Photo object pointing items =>
_ _ _ _ _ _ _
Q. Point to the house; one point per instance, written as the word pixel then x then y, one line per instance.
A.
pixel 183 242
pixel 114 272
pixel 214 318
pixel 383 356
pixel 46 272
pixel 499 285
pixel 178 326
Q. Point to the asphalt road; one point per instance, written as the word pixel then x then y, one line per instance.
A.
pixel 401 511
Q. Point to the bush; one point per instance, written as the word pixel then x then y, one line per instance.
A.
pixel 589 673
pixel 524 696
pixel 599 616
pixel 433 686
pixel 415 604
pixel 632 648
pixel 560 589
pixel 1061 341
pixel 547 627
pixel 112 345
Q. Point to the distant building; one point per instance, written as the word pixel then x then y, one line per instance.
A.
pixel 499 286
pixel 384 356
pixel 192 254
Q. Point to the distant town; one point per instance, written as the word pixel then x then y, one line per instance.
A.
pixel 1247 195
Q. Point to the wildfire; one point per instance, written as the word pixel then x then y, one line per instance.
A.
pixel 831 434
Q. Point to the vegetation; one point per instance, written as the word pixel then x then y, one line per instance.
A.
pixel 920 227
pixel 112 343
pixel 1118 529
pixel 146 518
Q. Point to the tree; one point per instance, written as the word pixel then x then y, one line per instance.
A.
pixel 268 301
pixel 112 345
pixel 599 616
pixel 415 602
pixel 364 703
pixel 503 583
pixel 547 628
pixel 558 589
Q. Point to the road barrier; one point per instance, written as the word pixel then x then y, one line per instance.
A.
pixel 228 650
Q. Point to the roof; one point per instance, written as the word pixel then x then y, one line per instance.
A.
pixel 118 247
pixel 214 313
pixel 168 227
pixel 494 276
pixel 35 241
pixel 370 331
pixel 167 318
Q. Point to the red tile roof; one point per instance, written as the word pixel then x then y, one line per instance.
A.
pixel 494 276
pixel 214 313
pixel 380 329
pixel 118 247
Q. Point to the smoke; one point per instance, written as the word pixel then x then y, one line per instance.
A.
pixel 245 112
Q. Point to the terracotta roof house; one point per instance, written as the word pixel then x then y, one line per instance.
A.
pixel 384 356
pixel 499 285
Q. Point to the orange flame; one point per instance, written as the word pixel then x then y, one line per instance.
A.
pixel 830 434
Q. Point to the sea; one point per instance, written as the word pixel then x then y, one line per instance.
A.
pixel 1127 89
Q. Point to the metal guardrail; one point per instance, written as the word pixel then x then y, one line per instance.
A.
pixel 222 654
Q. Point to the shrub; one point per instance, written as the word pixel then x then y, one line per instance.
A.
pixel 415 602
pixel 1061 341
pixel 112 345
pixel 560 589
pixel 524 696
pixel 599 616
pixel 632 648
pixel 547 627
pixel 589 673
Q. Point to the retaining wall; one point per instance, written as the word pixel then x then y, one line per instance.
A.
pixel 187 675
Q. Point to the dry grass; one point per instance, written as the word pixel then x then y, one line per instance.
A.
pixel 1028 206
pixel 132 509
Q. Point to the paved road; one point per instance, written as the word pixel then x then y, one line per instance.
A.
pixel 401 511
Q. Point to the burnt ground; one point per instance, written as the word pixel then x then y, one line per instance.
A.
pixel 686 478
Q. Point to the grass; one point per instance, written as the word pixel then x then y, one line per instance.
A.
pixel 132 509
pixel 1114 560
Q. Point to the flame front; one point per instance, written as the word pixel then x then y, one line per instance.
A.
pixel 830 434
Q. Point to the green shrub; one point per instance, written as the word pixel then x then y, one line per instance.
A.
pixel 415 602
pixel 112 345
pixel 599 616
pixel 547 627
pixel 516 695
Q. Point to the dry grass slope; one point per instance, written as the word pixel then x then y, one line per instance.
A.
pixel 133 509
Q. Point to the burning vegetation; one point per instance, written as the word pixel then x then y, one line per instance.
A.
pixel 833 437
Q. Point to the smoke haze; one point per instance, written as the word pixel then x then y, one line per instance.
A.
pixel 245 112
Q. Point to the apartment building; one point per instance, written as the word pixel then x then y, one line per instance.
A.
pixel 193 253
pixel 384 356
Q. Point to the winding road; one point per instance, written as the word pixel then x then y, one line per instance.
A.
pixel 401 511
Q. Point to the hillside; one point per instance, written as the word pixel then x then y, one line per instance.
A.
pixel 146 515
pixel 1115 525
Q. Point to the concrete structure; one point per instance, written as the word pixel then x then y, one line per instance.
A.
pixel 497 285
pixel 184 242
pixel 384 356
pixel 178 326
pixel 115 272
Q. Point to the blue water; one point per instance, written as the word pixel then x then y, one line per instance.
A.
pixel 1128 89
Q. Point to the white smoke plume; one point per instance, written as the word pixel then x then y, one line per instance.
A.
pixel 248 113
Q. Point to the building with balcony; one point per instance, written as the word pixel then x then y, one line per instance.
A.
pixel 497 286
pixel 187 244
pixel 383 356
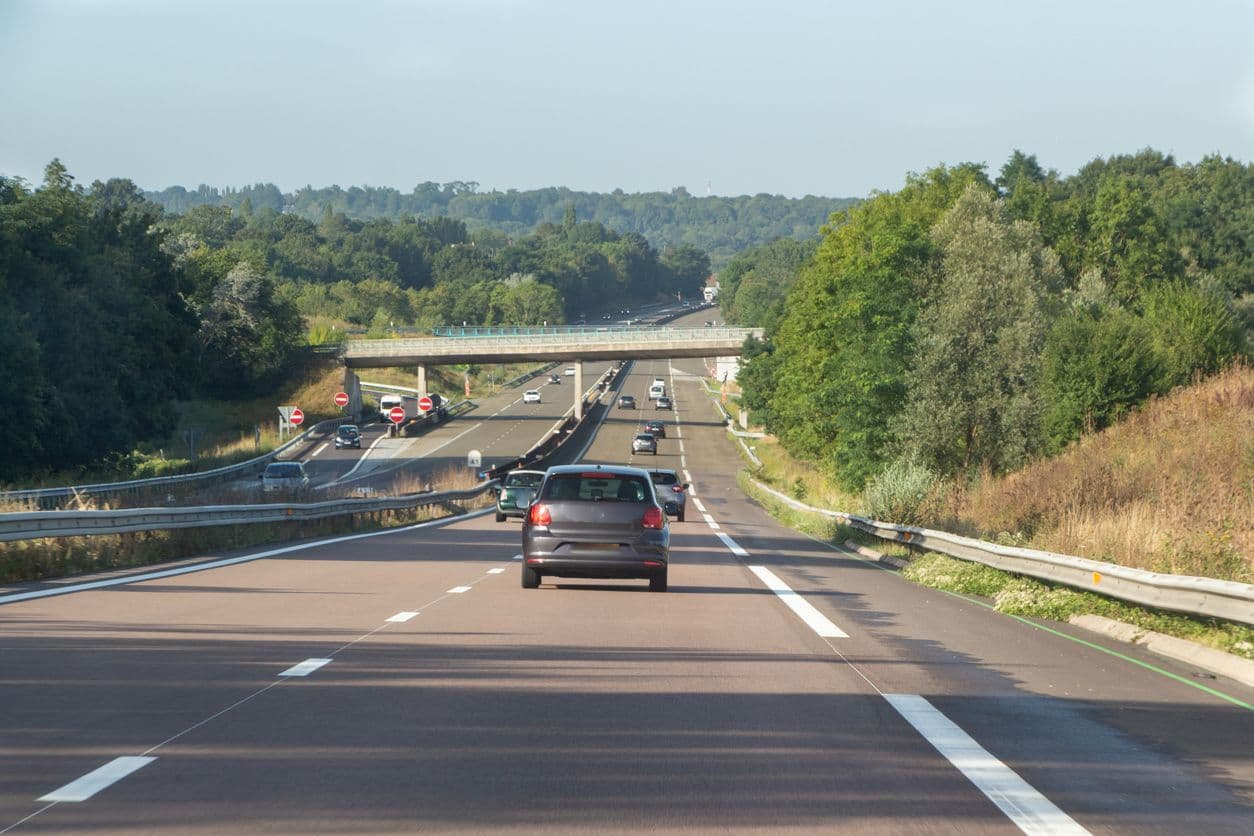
_ _ _ _ _ _ _
Aim of the task => Recast all of the items above as a numbered list with one line per entry, leaving out blank lines and the pictures.

Exercise solution =>
1. Q. Point to the house; one point per instance, written as the word pixel then x then y, one line per instance.
2. A.
3. pixel 183 242
4. pixel 114 272
5. pixel 214 318
6. pixel 383 356
7. pixel 46 272
8. pixel 499 285
9. pixel 178 326
10. Q. Point to the asphalt road; one point per instance, written as the word pixel then x then y, one line per instance.
11. A.
12. pixel 401 511
13. Q. Point to the bush; one point per instance, written as the word pixel then x then y, one line per instance.
14. A.
15. pixel 589 673
16. pixel 524 696
17. pixel 599 616
18. pixel 433 686
19. pixel 415 604
20. pixel 632 648
21. pixel 560 589
22. pixel 1061 341
23. pixel 547 627
24. pixel 112 345
25. Q. Point to the distant building; one point per instance, written as the word pixel then x then y, one line per instance.
26. A.
27. pixel 499 286
28. pixel 384 356
29. pixel 192 254
30. Q. Point to the distant town; one point per instance, written as the word pixel then x then y, one line per instance.
31. A.
32. pixel 1247 195
33. Q. Point to the wildfire; one point per instance, written as the word pixel then x then y, one line per instance.
34. A.
35. pixel 831 434
36. Q. Point to the vegetation; one point per instance, written as the word pixel then x then y, one line per instance.
37. A.
38. pixel 920 227
39. pixel 112 343
40. pixel 1118 529
41. pixel 146 518
42. Q. Point to the tree; one point per instance, written as the word pixel then x then y, one line per instance.
43. A.
44. pixel 268 301
45. pixel 112 345
46. pixel 599 616
47. pixel 415 602
48. pixel 364 703
49. pixel 503 583
50. pixel 547 628
51. pixel 558 589
52. Q. Point to the road barrier; one point per instance, written as the word pixel then x then y, one line per instance.
53. A.
54. pixel 228 650
55. Q. Point to the roof; one point per instance, written as the word pixel then x then y, one line per instance.
56. A.
57. pixel 118 247
58. pixel 214 313
59. pixel 168 227
60. pixel 494 276
61. pixel 35 241
62. pixel 370 331
63. pixel 167 318
64. Q. Point to the red tile roof; one point per instance, written as the word pixel then x then y, one line per instance.
65. A.
66. pixel 494 276
67. pixel 214 313
68. pixel 380 329
69. pixel 118 247
70. Q. Point to the smoke; one point per instance, written as the word pixel then x then y, one line per instance.
71. A.
72. pixel 245 112
73. Q. Point to the terracotta roof house; one point per instance, written as the word pixel then x then y, one line per instance.
74. A.
75. pixel 384 356
76. pixel 499 285
77. Q. Point to the orange flame; one point per instance, written as the word pixel then x then y, one line per instance.
78. A.
79. pixel 830 434
80. Q. Point to the sea; one point per instance, written as the word pixel then x then y, one line per instance.
81. A.
82. pixel 1127 89
83. Q. Point to the metal guardrail; one point per instance, written as the word pixel then x then y, one line per instance.
84. A.
85. pixel 222 654
86. Q. Point to the shrub; one point per instance, written as the word pixel then x then y, one line per instance.
87. A.
88. pixel 415 602
89. pixel 1061 341
90. pixel 112 345
91. pixel 560 589
92. pixel 524 696
93. pixel 599 616
94. pixel 632 648
95. pixel 547 627
96. pixel 589 673
97. Q. Point to the retaining wall; one point per instance, written as the word pixel then x then y, one line per instance.
98. A.
99. pixel 187 675
100. Q. Point to the dry grass; one point per instance, written as the word pixel then x then y, one line per instance.
101. A.
102. pixel 1028 206
103. pixel 132 509
104. Q. Point to the paved road; one point per instance, written as the word pixel then x then y, one line per instance.
105. A.
106. pixel 401 511
107. Q. Point to the burnt ground; one point per instance, written as the word pixel then x then y, one line per instance.
108. A.
109. pixel 686 478
110. Q. Point to the grass; one point per instance, written as the word pixel then x then y, one line per instance.
111. A.
112. pixel 132 509
113. pixel 1114 560
114. Q. Point to the flame front; one point per instance, written as the word pixel then x then y, one line per instance.
115. A.
116. pixel 830 434
117. Q. Point to the green shrub; one point per instance, written as the word pixel then x then y, one line per instance.
118. A.
119. pixel 415 602
120. pixel 112 345
121. pixel 599 616
122. pixel 547 627
123. pixel 516 695
124. Q. Point to the dry grass slope; one point per instance, written as the word pixel then x then y, one line per instance.
125. A.
126. pixel 133 509
127. Q. Point to the burning vegetation; one point per instance, written as the word pixel then x then y, one line per instance.
128. A.
129. pixel 833 437
130. Q. Point to the smoke haze; one point per instance, written as the word pixel then x then y, one line per instance.
131. A.
132. pixel 245 112
133. Q. Point to the apartment building; one point per instance, written as the word pixel then x then y, one line per instance.
134. A.
135. pixel 193 253
136. pixel 384 356
137. Q. Point to the winding road; one point per instance, written as the word pixel then x then y, one line per instance.
138. A.
139. pixel 401 511
140. Q. Point to the hillside; one point per instance, written as the word pixel then x then y, one line per instance.
141. A.
142. pixel 146 515
143. pixel 1115 525
144. Q. Point to the concrete structure; one point per instance, written as the word pixel then x then y, one line per instance.
145. A.
146. pixel 497 285
147. pixel 184 242
148. pixel 384 356
149. pixel 178 326
150. pixel 115 272
151. Q. Point to the blue water; one point per instance, written as the word pixel then x then y, one line per instance.
152. A.
153. pixel 1128 89
154. Q. Point to the white smoke plume; one point per instance, written as the word pixel then x then y, one line per instance.
155. A.
156. pixel 248 113
157. Q. Point to the building with balcony; one point per instance, written as the word pixel then x then y, one line per instance.
158. A.
159. pixel 497 286
160. pixel 187 244
161. pixel 383 356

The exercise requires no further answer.